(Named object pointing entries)
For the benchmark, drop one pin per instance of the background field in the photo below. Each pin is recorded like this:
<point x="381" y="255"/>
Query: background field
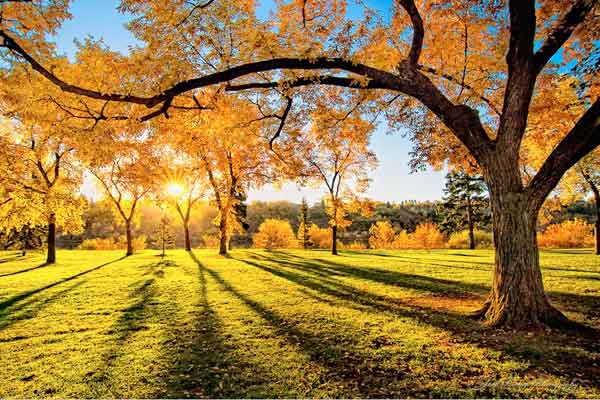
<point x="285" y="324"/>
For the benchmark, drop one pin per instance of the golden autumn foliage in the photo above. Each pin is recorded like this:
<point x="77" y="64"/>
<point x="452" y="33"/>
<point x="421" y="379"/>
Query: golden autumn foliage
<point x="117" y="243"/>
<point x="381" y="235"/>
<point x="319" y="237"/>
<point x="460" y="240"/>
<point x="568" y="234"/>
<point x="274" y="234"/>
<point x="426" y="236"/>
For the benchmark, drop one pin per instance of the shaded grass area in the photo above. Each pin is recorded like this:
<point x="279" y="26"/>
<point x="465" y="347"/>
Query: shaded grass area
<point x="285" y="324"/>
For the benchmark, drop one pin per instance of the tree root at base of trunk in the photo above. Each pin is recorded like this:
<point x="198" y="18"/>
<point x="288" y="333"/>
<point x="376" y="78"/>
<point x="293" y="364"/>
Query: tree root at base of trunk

* * *

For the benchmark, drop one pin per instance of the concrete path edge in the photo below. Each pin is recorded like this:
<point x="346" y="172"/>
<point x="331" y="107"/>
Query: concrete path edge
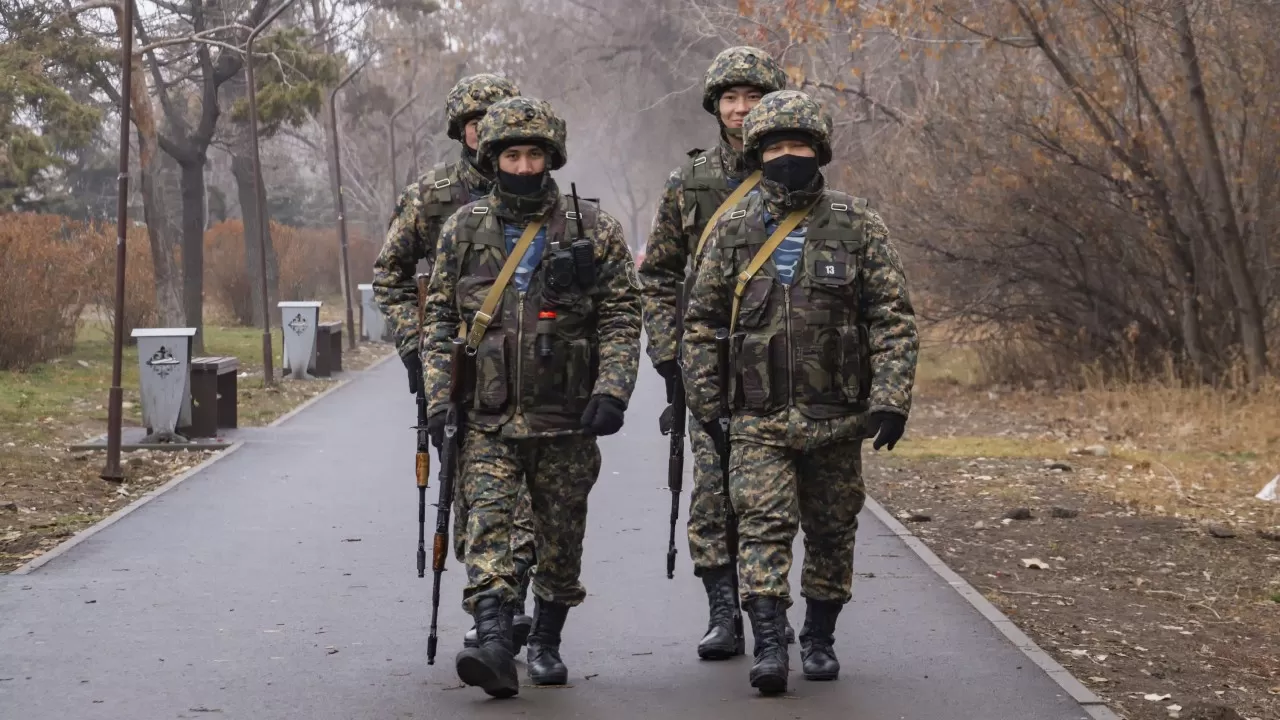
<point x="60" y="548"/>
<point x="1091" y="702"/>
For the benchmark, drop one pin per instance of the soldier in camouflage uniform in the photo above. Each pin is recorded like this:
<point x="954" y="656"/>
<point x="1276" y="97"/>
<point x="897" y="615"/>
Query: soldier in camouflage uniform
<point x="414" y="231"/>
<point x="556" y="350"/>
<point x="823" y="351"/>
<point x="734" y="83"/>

--

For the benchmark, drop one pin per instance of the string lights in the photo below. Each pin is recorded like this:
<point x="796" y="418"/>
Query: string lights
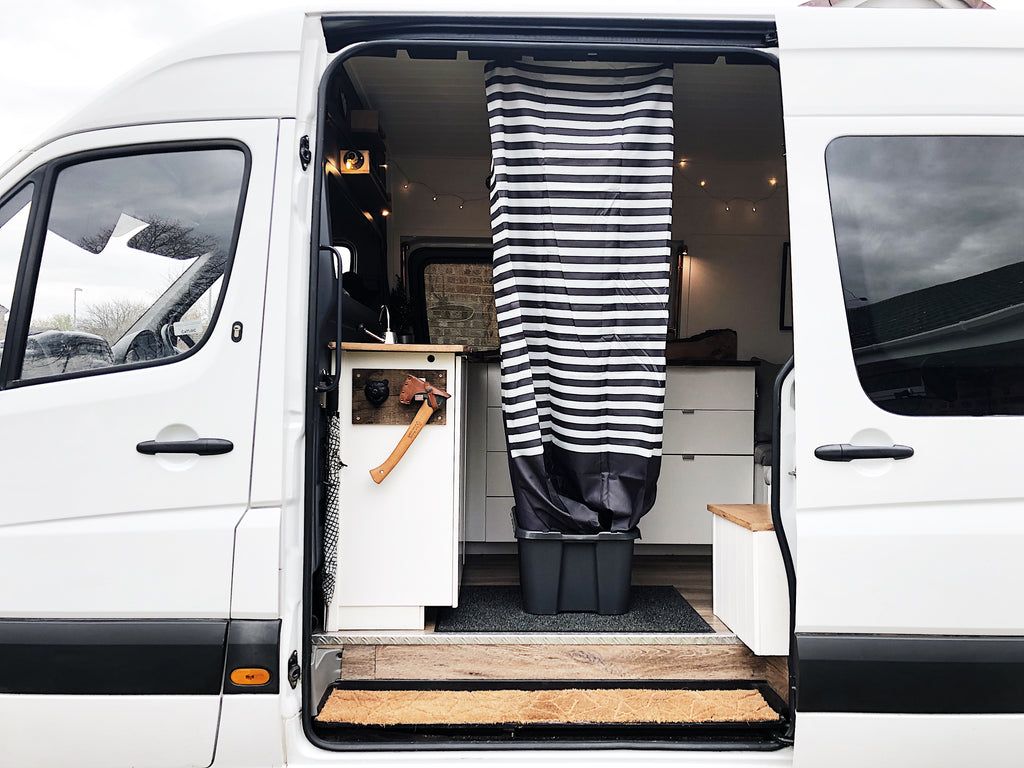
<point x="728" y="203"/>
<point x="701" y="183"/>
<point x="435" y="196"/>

**Your objective:** Reproduce verbatim everything from the line containing "For the benchmark, drop one pin per instance of the golden" down to the line containing "Query: tree root at base of trunk", including both of those lines.

**Solution to this problem:**
For the benchmark, drop one pin per instance of the golden autumn foliage in the photo above. Each pin is recorded like this:
<point x="77" y="64"/>
<point x="452" y="33"/>
<point x="421" y="379"/>
Query: golden autumn foliage
<point x="117" y="243"/>
<point x="381" y="235"/>
<point x="319" y="237"/>
<point x="460" y="240"/>
<point x="568" y="234"/>
<point x="274" y="234"/>
<point x="426" y="236"/>
For the benchmark, drop one pin per instance of the shaded grass area in the photo above. Each pin is recorded like this:
<point x="279" y="26"/>
<point x="465" y="347"/>
Query: shaded grass area
<point x="285" y="324"/>
For the benchmark, drop one pin per instance of the tree root at base of trunk in the photo above. Each pin is recorded like this:
<point x="198" y="18"/>
<point x="288" y="333"/>
<point x="376" y="78"/>
<point x="293" y="364"/>
Query: tree root at base of trunk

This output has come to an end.